EXERCISE
Set down exactly the lines below, starting at the one that contains "2. Identify the chandelier" and ending at the one that contains "2. Identify the white", with both of those lines included and nothing else.

DATA PROVIDED
━━━━━━

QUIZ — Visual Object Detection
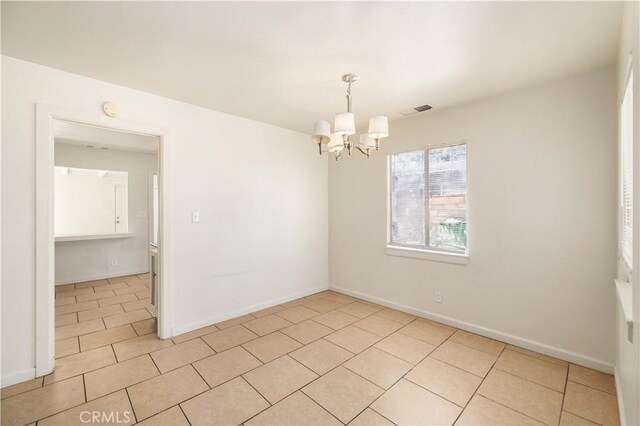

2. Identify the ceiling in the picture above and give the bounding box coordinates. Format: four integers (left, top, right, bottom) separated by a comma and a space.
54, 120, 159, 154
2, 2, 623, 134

━━━━━━

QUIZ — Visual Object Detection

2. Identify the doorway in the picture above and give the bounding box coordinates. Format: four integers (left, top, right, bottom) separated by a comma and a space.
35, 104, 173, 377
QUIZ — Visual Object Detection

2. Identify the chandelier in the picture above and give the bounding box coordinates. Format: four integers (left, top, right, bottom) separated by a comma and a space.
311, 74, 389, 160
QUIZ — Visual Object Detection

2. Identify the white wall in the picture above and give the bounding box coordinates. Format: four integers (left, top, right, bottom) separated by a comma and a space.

━━━━━━

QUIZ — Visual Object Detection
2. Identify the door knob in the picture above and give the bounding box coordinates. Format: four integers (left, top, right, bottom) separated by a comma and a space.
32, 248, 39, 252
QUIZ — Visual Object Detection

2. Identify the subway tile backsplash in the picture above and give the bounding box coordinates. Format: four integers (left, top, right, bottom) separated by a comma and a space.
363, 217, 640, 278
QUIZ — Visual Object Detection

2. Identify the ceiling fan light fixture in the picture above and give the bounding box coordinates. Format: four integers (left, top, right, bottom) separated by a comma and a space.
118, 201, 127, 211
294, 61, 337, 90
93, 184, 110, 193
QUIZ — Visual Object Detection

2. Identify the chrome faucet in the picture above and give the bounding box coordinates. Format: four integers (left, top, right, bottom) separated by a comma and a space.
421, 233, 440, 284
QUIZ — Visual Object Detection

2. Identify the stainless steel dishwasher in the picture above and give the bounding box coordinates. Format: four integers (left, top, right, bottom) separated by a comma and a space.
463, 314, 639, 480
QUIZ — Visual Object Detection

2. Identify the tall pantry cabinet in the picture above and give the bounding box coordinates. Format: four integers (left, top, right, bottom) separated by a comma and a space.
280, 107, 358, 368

━━━━━━

COMPLETED EXERCISE
2. Identify the chandelier in the picture above and give the bounding box coordinates. Format: four integers (left, top, right, bottom) separated by a comma and a space.
311, 74, 389, 160
QUIZ — Visual Object Detection

2. Identify the white wall in the picture above and give the bounding box coordinates. Format: four integers (left, top, right, bottom) separated by a comma and a space.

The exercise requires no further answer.